(Excerpted records begins)

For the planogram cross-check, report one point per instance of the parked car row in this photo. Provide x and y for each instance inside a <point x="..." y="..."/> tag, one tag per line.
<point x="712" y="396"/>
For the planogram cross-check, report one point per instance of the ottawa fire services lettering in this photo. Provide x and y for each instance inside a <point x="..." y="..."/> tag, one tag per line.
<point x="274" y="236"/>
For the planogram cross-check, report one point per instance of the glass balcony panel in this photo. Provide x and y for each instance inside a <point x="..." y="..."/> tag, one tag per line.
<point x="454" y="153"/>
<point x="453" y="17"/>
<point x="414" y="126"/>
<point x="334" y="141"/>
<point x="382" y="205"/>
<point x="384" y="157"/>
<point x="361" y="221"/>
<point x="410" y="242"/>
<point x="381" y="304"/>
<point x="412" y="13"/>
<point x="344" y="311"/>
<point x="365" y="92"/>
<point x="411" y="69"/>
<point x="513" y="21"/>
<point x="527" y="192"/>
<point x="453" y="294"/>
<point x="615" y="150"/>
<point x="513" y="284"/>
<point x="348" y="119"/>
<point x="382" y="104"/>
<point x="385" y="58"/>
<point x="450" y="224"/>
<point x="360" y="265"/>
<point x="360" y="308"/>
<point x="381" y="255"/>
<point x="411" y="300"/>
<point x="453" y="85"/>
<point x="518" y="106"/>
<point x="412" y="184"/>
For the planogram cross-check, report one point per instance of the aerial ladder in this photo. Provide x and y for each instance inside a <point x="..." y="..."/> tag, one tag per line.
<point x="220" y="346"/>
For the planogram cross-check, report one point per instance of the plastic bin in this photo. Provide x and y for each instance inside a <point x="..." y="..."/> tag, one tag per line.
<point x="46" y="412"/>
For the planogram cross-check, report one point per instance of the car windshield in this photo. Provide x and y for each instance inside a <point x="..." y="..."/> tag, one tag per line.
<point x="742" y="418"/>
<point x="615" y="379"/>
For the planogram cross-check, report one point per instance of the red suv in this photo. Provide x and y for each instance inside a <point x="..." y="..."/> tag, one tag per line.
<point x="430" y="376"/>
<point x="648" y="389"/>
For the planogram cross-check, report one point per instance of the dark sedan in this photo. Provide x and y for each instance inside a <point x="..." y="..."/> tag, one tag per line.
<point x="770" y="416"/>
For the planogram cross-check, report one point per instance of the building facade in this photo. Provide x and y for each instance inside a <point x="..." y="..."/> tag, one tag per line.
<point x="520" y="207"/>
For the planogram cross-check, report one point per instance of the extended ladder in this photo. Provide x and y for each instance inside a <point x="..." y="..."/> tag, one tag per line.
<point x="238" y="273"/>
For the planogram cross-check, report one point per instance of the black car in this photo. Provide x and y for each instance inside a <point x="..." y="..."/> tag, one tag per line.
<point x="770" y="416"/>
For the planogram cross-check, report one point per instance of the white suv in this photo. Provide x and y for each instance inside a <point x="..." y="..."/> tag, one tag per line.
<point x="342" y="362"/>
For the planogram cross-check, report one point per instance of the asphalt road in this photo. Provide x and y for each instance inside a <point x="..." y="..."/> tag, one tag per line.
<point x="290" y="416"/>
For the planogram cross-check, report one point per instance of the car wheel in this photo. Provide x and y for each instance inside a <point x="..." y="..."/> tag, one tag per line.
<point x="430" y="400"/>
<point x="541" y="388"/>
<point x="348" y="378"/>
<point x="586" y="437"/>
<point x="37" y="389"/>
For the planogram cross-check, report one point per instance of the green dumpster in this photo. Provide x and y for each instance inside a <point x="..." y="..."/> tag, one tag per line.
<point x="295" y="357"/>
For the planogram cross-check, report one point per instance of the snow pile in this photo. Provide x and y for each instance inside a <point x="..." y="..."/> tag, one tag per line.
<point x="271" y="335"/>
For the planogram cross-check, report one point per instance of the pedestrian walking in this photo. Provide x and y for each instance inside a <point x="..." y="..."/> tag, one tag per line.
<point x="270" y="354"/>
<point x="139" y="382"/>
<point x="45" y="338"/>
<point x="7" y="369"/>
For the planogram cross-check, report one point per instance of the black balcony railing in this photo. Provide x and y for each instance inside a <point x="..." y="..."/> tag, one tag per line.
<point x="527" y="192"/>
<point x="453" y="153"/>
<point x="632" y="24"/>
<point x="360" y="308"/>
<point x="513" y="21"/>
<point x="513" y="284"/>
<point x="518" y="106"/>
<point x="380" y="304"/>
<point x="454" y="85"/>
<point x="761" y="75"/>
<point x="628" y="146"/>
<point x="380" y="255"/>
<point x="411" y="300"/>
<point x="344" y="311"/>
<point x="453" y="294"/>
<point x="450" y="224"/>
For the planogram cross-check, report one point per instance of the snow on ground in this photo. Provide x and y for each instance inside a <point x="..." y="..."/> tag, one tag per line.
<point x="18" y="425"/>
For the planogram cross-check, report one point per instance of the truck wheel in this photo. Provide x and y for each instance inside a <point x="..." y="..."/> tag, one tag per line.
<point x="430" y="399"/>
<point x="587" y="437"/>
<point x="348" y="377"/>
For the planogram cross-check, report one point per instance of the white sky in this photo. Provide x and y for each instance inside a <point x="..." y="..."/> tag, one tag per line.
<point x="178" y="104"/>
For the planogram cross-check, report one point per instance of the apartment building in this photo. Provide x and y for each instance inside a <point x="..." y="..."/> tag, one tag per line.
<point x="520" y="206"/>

(Excerpted records ends)

Exactly as they appear above, print all the entries.

* _Written response_
For the planogram cross-check, report one point per instance of the parked car row in this photo. Provide x and y for each instance inside a <point x="..." y="..."/> tag, one tag per line.
<point x="712" y="396"/>
For the planogram cross-check, report one point per instance of the ottawa fire services lettering in this photo. Provide x and y for each instance inside a <point x="..." y="..."/> tag, one tag per line.
<point x="274" y="236"/>
For the planogram cross-check, report one point per instance of the glass balcony panel in this photo. Provide x and y for each instance inside a <point x="..." y="..."/> tag, one tag per line.
<point x="454" y="153"/>
<point x="453" y="17"/>
<point x="414" y="126"/>
<point x="334" y="141"/>
<point x="382" y="205"/>
<point x="384" y="157"/>
<point x="361" y="221"/>
<point x="410" y="242"/>
<point x="381" y="304"/>
<point x="412" y="13"/>
<point x="344" y="311"/>
<point x="365" y="92"/>
<point x="411" y="69"/>
<point x="513" y="21"/>
<point x="527" y="192"/>
<point x="453" y="294"/>
<point x="615" y="150"/>
<point x="513" y="284"/>
<point x="348" y="119"/>
<point x="382" y="104"/>
<point x="385" y="58"/>
<point x="450" y="224"/>
<point x="360" y="265"/>
<point x="360" y="308"/>
<point x="381" y="255"/>
<point x="411" y="300"/>
<point x="453" y="85"/>
<point x="518" y="106"/>
<point x="412" y="184"/>
For the planogram cross-check, report one point per instance of the aerial ladder in this photo. Provide x and y for each instance inside a <point x="..." y="..."/> tag, one tag per line.
<point x="220" y="346"/>
For the planogram cross-check, report one point per instance of the plastic bin in this photo. Provide x and y for each instance inside a <point x="..." y="..."/> tag, one tag per line.
<point x="46" y="412"/>
For the planogram cross-check, report one point per instance of the car windshield in this photo. Provide x and y for each instance inside a <point x="..." y="..."/> tag, one tag per line.
<point x="742" y="418"/>
<point x="615" y="379"/>
For the planogram cross-check, report one point per instance of the red suv in this photo. Provide x and y for each instance inside a <point x="..." y="..."/> tag, one tag per line.
<point x="430" y="376"/>
<point x="648" y="389"/>
For the planogram cross-check, report one point per instance of the dark sedan in this photo. Provide x and y for each instance inside a <point x="..." y="..."/> tag, one tag per line.
<point x="770" y="416"/>
For the planogram cross-check, report one point per instance of the building facade in this photo. Provide x and y for each instance inside a <point x="..." y="..."/> tag, one tag per line.
<point x="520" y="207"/>
For the planogram cross-check, report one point per instance of the extended ladder in this photo. Provide x and y for each instance inside a <point x="..." y="..."/> tag, one tag per line.
<point x="238" y="273"/>
For the planogram cross-check, report one point per instance of the black car in this photo. Provide x and y for each instance inside a <point x="..." y="..."/> tag, one tag per line.
<point x="770" y="416"/>
For the planogram cross-check, report one point per instance of the white suv in this photo. Provide x and y for each instance inside a <point x="..." y="..."/> tag, one tag per line.
<point x="342" y="362"/>
For the planogram cross-check, report one point per instance of the asphalt road in this photo. Provide x and y for each instance inside a <point x="..." y="..."/> tag, one tag per line.
<point x="290" y="416"/>
For the planogram cross-check, report one point per instance of the car wheel in this photo. Provide x and y for each instance inside a <point x="..." y="..."/> tag, one tag per line.
<point x="430" y="400"/>
<point x="541" y="388"/>
<point x="348" y="378"/>
<point x="586" y="437"/>
<point x="37" y="389"/>
For the planogram cross-check, report one point per instance of the green dumpster in this photo. Provide x and y for each instance inside a <point x="..." y="..."/> tag, one tag per line.
<point x="295" y="357"/>
For the planogram cross-check, report one point per instance of the snow pile in this photo. Provide x and y for each instance inside a <point x="..." y="..."/> tag, one tag per line.
<point x="271" y="335"/>
For the planogram cross-check, report one point per instance of the pedestrian walking in this photo. Provide x and y for each instance inside a <point x="..." y="..."/> tag, one tag per line.
<point x="270" y="354"/>
<point x="139" y="382"/>
<point x="45" y="338"/>
<point x="7" y="369"/>
For the planogram cross-check, report one point per instance of the black balcony railing in this photo. Provide x and y for each instance inside a <point x="..." y="..."/> tag, one tag per line.
<point x="527" y="192"/>
<point x="453" y="153"/>
<point x="632" y="24"/>
<point x="360" y="308"/>
<point x="513" y="21"/>
<point x="513" y="284"/>
<point x="518" y="106"/>
<point x="380" y="304"/>
<point x="454" y="85"/>
<point x="761" y="75"/>
<point x="628" y="146"/>
<point x="380" y="255"/>
<point x="411" y="300"/>
<point x="344" y="311"/>
<point x="453" y="294"/>
<point x="450" y="224"/>
For the planogram cross-check, report one point per instance of the snow on ground in this photo. Provide x and y for each instance inside a <point x="..." y="..."/> tag, one tag per line.
<point x="18" y="425"/>
For the planogram cross-check, report one point per instance of the truck wheel in this photo. Provide x and y for each instance inside a <point x="..." y="..."/> tag, one tag per line.
<point x="430" y="399"/>
<point x="587" y="437"/>
<point x="348" y="377"/>
For the planogram cross-check, report one point per instance of the white sky in this photo. Provide x and y for each instance inside a <point x="..." y="..."/> tag, one tag per line.
<point x="178" y="104"/>
For the planogram cross-check, report one point per instance of the apartment building in this photo. Provide x and y for each instance inside a <point x="..." y="..."/> tag, one tag per line.
<point x="520" y="206"/>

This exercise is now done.